EXERCISE PROMPT – Please rewrite all the records below as a single numbered list with one line per item, leaving out the blank lines.

PROVIDED ENTRIES –
****

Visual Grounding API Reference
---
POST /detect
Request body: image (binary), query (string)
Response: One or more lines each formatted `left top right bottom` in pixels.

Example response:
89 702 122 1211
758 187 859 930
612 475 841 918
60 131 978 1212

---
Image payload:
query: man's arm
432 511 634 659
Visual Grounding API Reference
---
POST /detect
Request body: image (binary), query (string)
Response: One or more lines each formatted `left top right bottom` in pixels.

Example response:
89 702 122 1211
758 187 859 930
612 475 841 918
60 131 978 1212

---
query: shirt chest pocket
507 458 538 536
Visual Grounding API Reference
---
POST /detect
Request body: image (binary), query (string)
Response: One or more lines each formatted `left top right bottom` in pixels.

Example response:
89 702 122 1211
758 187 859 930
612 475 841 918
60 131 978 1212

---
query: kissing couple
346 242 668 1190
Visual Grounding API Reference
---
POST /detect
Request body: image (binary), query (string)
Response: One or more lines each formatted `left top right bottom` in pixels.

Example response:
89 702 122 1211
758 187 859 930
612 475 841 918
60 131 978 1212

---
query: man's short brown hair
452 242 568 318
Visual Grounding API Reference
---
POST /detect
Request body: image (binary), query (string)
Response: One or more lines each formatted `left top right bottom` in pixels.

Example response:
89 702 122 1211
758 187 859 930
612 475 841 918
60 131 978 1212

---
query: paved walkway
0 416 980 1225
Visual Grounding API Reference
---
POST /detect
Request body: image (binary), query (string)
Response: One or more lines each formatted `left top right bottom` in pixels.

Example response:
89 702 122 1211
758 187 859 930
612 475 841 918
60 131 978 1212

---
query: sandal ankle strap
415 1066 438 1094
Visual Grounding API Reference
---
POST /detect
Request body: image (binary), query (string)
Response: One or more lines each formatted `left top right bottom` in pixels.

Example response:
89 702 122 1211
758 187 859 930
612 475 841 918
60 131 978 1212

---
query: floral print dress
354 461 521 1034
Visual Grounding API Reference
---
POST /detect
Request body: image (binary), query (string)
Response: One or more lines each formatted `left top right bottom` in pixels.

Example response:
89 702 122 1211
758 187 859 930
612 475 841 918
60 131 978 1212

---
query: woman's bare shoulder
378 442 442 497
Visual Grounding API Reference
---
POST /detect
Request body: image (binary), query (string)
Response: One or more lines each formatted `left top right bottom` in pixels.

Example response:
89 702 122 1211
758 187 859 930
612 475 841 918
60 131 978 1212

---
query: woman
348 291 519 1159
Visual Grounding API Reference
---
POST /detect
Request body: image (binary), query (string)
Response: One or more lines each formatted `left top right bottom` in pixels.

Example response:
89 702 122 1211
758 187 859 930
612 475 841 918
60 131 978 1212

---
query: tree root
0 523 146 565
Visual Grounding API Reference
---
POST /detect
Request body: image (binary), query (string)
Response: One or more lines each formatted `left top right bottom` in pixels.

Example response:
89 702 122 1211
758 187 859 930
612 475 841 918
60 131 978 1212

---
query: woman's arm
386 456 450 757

****

WRITTEN SOLUTION –
1. Visual Grounding API Reference
2. ---
3. POST /detect
4. Request body: image (binary), query (string)
5. Response: One or more lines each formatted `left top right bottom` in pixels.
6. Example response:
7. 89 702 122 1211
8. 758 187 859 930
9. 612 475 841 918
10. 60 131 978 1212
11. ---
12. Image payload:
13. query: man's arm
14. 432 511 634 659
15. Visual Grounding API Reference
16. ---
17. POST /detect
18. Request body: image (binary), query (string)
19. Response: One or more lines each formatted `left top right bottom` in pixels.
20. Example response:
21. 89 702 122 1211
22. 758 187 859 930
23. 612 475 841 918
24. 60 131 978 1212
25. ---
26. query: shirt chest pocket
27. 507 458 538 536
28. Visual Grounding API Reference
29. ---
30. POST /detect
31. Request body: image (binary), query (string)
32. Response: One or more lines each formatted `left top right bottom` in pixels.
33. Example response:
34. 89 702 122 1211
35. 758 187 859 930
36. 612 475 841 918
37. 60 131 978 1212
38. ---
39. query: kissing couple
40. 346 242 668 1190
41. Visual Grounding API Reference
42. ---
43. POST /detect
44. Request body: image (binary), query (string)
45. Response: One or more lines each formatted `left top right bottom` in pixels.
46. Example response:
47. 89 702 122 1211
48. 758 187 859 930
49. 612 475 841 918
50. 60 131 978 1212
51. ---
52. query: man's short brown hair
53. 452 242 568 318
54. Visual Grounding API Reference
55. ---
56. POST /detect
57. Request body: image (binary), query (string)
58. Response: One or more lines each formatted `left top right bottom` in pixels.
59. Example response:
60. 89 702 122 1211
61. 758 187 859 930
62. 612 475 841 918
63. 60 131 978 1212
64. ---
65. query: paved walkway
66. 0 416 980 1225
67. Visual Grounding API Reference
68. ---
69. POST /detect
70. Request body: image (binary), query (string)
71. Response: One or more lines each formatted `left top right bottom` in pixels.
72. Example response:
73. 89 702 122 1211
74. 758 187 859 930
75. 612 475 841 918
76. 60 131 978 1212
77. ---
78. query: sandal ankle strap
79. 415 1066 438 1094
80. Visual Grounding API Reference
81. ---
82. POST /detect
83. Request body: image (binary), query (string)
84. Response: One or more lines each formatted `left top right bottom` in pixels.
85. Example response:
86. 89 702 122 1211
87. 758 187 859 930
88. 612 475 841 918
89. 60 131 978 1212
90. ---
91. query: floral print dress
92. 354 461 521 1034
93. Visual Grounding API Reference
94. ---
95. POST /detect
96. Request body: image (binary), query (string)
97. Response: One or more lines each formatted `left top right bottom` in pixels.
98. Example response:
99. 89 702 122 1211
100. 758 187 859 930
101. 612 475 841 918
102. 60 131 978 1212
103. ---
104. query: woman's bare shoulder
105. 378 442 442 497
106. Visual Grounding API Reference
107. ---
108. POST /detect
109. Request body: image (binary), query (string)
110. Response: One or more lines each formatted `left top right bottom` in pixels.
111. Example response:
112. 89 702 122 1211
113. 758 187 859 930
114. 612 475 841 918
115. 60 131 978 1212
116. ---
117. query: woman
118. 348 291 519 1159
119. Visual Grounding API Reference
120. ---
121. POST /detect
122. Request body: image (binary), query (string)
123. Response: One or more lines each formatted `left top right bottom` in pixels.
124. Example response:
125. 89 702 122 1211
126. 758 187 859 930
127. 612 475 841 918
128. 60 131 978 1212
129. ---
130. query: tree root
131. 0 523 146 565
132. Visual Grounding API Reference
133. ---
134. POST /detect
135. Request body: image (binary), query (string)
136. Response: One or more lines each formatted `left top right bottom` in pixels.
137. Example response:
138. 89 702 122 1211
139. 758 187 859 930
140. 612 475 841 918
141. 60 131 978 1212
142. ---
143. query: woman's arm
144. 386 456 450 757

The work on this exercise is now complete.